### THE EXERCISE
Rewrite everything in the records below from the line containing "In this exercise you will locate the hanging" down to and including the line containing "<point>374,109</point>", keeping the requests as they are. Shift every x and y coordinate in the answers by -75.

### THE DATA
+ + + + + + +
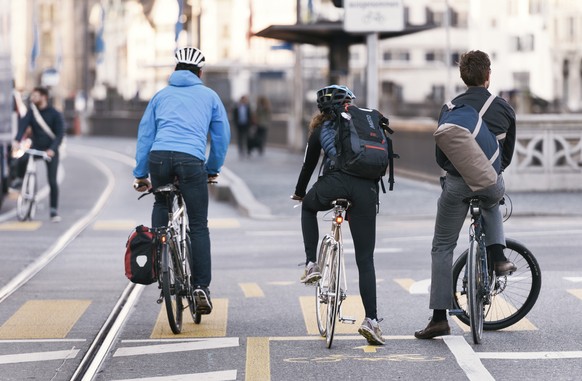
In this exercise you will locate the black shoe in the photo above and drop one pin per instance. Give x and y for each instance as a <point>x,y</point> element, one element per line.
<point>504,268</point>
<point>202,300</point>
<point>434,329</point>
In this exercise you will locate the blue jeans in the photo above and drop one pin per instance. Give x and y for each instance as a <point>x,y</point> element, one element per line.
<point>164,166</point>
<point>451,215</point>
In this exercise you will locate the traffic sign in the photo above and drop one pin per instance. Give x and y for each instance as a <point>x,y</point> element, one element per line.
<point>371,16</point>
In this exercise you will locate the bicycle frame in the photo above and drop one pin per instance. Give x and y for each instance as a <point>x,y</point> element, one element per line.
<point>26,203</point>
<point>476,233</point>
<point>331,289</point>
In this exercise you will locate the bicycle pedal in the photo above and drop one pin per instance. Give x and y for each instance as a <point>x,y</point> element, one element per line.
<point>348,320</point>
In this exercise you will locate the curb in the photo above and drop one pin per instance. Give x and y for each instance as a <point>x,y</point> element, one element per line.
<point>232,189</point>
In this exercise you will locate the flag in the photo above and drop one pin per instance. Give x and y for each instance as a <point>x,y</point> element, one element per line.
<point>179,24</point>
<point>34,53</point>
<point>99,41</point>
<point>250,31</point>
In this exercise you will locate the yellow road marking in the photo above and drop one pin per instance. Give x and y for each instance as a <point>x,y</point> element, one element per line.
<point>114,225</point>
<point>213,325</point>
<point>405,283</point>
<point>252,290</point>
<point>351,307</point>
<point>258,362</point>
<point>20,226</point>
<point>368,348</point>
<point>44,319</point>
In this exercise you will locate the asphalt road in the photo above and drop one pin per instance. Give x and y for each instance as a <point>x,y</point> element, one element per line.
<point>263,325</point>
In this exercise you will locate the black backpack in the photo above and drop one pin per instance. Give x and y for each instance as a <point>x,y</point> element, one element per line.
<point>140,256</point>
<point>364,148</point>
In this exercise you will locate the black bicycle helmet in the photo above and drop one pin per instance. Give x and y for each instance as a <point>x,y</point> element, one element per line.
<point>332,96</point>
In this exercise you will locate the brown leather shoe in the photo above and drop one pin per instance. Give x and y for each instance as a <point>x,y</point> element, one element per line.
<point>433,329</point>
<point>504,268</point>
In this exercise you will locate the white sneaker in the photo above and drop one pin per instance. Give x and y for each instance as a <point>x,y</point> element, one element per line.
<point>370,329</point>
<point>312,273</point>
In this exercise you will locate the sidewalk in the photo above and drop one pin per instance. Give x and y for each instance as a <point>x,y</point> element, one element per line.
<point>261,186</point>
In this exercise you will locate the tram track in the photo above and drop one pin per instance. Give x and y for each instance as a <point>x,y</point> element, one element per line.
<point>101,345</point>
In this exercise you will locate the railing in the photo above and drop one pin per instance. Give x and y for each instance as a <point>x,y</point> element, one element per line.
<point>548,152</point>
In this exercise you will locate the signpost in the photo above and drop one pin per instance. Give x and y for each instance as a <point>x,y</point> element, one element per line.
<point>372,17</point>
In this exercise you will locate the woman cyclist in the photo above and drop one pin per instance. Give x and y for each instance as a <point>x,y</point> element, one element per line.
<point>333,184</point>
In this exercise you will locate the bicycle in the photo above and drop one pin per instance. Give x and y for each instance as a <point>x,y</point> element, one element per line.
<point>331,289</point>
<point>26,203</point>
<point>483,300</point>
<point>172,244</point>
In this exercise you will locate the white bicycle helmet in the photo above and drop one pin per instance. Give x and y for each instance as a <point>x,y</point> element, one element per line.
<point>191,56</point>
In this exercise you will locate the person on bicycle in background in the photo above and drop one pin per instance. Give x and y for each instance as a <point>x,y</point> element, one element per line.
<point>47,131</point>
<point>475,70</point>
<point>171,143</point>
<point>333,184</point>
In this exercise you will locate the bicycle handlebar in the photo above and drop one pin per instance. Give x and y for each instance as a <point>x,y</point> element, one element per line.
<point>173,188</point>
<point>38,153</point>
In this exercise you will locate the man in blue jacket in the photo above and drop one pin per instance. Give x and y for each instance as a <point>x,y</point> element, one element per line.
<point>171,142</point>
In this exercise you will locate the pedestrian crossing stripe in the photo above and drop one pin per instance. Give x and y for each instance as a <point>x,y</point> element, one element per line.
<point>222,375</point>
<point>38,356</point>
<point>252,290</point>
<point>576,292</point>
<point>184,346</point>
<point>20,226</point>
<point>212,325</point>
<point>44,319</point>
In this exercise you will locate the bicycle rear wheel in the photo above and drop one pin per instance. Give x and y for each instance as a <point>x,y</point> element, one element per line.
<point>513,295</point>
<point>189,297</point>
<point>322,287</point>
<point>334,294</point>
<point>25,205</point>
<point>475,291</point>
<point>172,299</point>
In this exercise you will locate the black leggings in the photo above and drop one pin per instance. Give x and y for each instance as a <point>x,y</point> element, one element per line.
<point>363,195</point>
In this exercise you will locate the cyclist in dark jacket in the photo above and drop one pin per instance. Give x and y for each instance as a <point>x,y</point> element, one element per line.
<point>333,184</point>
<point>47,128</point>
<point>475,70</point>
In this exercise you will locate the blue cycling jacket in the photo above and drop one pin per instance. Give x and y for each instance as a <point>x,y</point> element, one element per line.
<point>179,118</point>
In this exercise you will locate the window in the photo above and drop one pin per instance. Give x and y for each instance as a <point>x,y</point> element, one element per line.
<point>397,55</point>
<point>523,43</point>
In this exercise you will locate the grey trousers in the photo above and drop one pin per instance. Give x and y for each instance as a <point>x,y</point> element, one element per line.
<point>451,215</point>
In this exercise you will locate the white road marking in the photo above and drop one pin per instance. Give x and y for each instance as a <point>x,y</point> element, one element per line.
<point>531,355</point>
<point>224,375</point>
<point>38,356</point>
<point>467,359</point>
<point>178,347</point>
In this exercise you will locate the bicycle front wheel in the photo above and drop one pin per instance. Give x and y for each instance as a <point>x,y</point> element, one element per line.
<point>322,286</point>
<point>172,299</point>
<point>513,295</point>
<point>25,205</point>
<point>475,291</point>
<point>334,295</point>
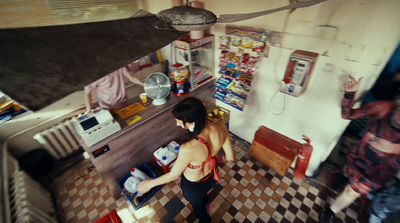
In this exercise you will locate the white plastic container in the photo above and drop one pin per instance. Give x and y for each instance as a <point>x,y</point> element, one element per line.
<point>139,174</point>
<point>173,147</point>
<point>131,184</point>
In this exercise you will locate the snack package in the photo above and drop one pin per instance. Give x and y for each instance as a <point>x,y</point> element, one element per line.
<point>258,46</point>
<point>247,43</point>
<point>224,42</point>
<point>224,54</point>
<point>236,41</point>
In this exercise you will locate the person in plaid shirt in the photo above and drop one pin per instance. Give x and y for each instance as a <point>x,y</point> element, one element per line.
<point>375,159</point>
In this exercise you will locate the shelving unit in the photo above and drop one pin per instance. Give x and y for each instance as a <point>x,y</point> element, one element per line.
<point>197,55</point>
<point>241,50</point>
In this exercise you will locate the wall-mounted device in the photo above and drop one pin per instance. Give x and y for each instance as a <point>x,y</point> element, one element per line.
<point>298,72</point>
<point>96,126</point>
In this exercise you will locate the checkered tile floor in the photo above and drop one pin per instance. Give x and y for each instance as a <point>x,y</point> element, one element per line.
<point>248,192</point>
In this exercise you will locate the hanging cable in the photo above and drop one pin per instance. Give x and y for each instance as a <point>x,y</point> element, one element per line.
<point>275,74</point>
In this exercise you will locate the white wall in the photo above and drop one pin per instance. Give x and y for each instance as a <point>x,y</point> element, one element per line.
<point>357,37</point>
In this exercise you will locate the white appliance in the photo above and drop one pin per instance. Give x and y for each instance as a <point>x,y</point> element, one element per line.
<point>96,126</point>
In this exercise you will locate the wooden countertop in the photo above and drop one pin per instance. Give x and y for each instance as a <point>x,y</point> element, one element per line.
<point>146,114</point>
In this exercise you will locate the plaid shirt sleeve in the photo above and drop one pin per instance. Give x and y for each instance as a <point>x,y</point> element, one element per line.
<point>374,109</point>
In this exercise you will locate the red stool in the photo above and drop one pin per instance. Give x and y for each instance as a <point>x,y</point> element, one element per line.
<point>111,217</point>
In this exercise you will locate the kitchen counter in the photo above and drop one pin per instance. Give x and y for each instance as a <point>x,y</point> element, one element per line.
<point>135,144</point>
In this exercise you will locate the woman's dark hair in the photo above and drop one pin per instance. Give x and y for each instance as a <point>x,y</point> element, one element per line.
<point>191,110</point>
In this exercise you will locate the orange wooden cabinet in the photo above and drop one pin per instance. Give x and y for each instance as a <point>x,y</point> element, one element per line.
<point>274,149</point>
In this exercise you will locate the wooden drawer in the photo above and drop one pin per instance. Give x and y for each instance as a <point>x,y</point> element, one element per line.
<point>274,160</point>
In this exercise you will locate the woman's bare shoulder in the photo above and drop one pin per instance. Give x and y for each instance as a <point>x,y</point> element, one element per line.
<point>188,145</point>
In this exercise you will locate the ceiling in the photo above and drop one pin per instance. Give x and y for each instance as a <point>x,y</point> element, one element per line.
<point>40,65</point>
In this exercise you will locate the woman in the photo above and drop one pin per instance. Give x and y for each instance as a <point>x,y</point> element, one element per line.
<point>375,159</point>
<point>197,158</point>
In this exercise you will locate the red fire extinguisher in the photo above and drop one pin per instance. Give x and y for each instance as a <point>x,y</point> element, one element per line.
+ + + + + + +
### RESPONSE TO THE EXERCISE
In this exercise you will locate the hanging cable in the photo above and drop one pin per instance. Give x and y for each instance as a <point>x,y</point> element, one element per line.
<point>200,-1</point>
In this exercise you will locate the white wall in the photo above and drop one pin per instance. Give x and y for each instance as a <point>x,y</point> element, one element per line.
<point>282,-38</point>
In this exercise you will locate the white appliance in the photo above and drop one pin per instance. Give x and y for each instance as a <point>x,y</point> element, one element per line.
<point>21,51</point>
In this exercise you will locate the wooden countertop in the photo above and drop one pin per instance. Give x and y for each instance as a <point>x,y</point> element, one element per line.
<point>71,39</point>
In this exercise you will locate the plaid shirt sleeve in the photo above and drop one pin per instance. Give x and y for each instance as a <point>x,y</point> element, one element per line.
<point>299,34</point>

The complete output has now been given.